*WHAT IS NEEDED*.
Up to and including the final line, retype each line of the records below, starting with the one that contains "Query: skier's outstretched hand".

*MATERIAL FOR THIS EXERCISE*.
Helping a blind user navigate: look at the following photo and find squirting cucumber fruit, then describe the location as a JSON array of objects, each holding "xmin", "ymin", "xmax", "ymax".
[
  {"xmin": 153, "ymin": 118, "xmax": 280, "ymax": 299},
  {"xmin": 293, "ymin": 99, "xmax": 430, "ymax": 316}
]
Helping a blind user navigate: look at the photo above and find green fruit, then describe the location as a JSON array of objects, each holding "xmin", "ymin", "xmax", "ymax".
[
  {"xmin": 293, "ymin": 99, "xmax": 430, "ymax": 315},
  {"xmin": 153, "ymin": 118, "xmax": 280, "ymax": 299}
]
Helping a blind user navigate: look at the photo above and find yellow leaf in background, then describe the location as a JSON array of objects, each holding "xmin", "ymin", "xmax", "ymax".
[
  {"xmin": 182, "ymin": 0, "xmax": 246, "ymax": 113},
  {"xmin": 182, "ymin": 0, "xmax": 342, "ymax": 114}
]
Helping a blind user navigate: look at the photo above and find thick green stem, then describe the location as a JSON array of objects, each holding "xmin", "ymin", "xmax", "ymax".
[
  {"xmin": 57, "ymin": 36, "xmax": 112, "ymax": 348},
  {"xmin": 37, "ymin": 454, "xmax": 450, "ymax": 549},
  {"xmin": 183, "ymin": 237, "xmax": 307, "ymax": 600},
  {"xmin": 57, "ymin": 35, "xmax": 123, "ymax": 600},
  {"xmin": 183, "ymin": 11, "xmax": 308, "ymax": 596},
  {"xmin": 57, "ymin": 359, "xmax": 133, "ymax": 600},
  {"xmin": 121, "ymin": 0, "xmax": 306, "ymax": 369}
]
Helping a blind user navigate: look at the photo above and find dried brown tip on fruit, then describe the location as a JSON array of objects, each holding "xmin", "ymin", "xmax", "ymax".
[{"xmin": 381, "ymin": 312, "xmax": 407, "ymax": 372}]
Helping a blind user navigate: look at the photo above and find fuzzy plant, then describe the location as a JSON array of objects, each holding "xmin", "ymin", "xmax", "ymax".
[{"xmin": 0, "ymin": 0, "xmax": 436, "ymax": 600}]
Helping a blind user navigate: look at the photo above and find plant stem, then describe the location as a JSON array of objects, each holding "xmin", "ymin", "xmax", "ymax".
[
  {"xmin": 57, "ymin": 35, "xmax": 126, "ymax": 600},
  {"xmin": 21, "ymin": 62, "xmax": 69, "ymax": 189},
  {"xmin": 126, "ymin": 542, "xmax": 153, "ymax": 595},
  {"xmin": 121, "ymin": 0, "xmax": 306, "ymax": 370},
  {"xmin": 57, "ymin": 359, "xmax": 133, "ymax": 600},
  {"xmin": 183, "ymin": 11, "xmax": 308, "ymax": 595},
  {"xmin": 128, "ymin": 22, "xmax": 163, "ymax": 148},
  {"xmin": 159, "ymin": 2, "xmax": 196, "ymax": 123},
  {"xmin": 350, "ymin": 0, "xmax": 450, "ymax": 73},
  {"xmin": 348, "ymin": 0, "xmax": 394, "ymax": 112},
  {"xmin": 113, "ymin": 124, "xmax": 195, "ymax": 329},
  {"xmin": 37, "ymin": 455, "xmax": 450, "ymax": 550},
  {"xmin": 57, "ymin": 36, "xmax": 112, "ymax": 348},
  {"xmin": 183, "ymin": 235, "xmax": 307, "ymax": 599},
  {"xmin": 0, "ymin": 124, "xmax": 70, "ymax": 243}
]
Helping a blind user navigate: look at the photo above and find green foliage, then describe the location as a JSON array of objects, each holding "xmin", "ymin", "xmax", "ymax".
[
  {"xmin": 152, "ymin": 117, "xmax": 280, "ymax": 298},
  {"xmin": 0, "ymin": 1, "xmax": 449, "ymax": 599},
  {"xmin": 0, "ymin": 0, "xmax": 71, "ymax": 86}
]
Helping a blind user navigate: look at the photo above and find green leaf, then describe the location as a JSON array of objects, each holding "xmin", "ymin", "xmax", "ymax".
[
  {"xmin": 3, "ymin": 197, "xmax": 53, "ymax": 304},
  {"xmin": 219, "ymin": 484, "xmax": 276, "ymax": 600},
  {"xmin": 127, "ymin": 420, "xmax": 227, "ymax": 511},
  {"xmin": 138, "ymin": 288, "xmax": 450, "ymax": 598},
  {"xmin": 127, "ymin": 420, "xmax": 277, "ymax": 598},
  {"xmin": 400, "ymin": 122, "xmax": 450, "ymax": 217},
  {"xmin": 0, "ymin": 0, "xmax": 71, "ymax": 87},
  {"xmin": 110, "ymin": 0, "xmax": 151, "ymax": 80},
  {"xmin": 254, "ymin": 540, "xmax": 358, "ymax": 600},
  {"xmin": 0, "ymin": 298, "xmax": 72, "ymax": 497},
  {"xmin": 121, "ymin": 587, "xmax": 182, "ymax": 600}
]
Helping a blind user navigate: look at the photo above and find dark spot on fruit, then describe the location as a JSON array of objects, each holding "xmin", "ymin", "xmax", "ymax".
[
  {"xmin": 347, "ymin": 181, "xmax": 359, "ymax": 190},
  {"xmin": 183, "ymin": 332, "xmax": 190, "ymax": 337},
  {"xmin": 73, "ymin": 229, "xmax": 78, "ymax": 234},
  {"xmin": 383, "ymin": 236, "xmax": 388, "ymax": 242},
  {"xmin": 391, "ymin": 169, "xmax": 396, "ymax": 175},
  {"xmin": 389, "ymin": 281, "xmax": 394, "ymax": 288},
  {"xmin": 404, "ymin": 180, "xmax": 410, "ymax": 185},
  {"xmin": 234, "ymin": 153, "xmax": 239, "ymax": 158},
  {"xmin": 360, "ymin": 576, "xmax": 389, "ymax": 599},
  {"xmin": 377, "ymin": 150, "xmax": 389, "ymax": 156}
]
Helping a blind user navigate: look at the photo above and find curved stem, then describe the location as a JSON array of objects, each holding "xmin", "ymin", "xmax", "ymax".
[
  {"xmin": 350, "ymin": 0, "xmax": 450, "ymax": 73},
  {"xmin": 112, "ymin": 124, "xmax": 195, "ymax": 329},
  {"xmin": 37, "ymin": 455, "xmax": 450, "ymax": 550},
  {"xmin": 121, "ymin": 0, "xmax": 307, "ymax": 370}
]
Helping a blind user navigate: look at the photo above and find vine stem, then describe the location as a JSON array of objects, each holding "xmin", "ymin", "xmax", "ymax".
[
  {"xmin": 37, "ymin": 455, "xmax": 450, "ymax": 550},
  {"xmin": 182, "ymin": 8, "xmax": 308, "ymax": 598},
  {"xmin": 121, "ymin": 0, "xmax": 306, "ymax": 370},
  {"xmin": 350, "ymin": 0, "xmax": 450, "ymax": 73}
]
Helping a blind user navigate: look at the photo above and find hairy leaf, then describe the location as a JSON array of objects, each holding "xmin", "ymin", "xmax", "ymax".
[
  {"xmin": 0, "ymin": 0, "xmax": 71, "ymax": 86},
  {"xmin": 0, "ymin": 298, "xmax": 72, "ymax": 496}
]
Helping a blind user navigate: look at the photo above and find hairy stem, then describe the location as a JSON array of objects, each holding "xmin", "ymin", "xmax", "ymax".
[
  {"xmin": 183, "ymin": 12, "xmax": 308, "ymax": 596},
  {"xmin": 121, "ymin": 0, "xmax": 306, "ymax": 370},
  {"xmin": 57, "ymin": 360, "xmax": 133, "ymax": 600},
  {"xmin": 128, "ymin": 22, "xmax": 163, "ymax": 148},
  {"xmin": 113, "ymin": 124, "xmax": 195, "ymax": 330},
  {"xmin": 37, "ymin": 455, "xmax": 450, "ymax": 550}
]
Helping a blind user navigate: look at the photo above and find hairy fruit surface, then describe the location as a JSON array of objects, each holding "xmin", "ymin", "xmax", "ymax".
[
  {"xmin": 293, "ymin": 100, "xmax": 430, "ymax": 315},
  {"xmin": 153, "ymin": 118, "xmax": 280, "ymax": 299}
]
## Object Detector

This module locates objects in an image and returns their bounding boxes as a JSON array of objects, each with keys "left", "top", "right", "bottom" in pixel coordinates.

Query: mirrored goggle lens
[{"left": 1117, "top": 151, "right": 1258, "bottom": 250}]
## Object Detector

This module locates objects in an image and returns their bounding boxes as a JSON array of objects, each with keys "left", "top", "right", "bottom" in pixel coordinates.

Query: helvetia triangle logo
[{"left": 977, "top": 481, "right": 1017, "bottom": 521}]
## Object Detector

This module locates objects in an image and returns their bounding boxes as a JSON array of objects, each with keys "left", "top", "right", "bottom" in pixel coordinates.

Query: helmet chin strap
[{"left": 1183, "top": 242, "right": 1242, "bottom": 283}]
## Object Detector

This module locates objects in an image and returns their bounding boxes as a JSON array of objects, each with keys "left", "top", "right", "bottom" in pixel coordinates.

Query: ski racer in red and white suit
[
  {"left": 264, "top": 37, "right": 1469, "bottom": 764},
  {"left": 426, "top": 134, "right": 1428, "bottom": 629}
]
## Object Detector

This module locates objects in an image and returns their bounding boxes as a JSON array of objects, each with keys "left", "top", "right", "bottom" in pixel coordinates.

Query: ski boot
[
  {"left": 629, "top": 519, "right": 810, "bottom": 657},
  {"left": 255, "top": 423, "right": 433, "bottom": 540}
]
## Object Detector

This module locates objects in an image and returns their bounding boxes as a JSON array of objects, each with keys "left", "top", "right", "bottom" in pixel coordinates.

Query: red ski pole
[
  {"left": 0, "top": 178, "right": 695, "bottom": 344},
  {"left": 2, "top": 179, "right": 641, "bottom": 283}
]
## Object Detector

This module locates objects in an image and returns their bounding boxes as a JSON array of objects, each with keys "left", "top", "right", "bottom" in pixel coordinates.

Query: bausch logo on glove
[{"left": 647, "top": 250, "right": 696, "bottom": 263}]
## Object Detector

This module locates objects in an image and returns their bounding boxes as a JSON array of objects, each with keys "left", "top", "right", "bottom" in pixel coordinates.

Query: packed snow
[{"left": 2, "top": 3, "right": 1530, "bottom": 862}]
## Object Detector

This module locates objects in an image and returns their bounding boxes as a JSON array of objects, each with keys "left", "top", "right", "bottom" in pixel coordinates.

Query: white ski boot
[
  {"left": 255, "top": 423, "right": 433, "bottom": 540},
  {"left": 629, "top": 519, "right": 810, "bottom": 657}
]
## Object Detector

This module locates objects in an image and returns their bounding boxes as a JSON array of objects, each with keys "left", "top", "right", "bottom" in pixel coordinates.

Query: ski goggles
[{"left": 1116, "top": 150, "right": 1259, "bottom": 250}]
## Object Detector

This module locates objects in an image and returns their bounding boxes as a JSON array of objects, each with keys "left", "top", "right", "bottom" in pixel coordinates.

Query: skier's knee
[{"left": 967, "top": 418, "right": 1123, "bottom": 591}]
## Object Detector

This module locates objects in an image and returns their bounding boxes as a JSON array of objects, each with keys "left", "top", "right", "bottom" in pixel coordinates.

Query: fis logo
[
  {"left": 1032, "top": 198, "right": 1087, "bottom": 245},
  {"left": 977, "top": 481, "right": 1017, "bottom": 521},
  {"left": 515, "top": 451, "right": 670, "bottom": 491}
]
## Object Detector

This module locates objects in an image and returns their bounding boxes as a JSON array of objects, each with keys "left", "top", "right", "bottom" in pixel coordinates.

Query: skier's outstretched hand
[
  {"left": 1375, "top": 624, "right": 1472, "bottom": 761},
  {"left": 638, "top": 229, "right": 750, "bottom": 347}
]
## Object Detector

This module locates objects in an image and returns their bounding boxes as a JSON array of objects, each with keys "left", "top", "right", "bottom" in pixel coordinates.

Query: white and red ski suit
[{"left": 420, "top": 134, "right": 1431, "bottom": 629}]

*RESULT BELOW*.
Query: skier's outstretched hand
[
  {"left": 1375, "top": 624, "right": 1472, "bottom": 761},
  {"left": 638, "top": 229, "right": 750, "bottom": 347}
]
## Object Detector

This module locates objects in an image and returns their bounding boxes as a JSON array of objects, each with keys "left", "top", "right", "bottom" in pixel coordinates.

Query: white and red ski suit
[{"left": 420, "top": 134, "right": 1431, "bottom": 629}]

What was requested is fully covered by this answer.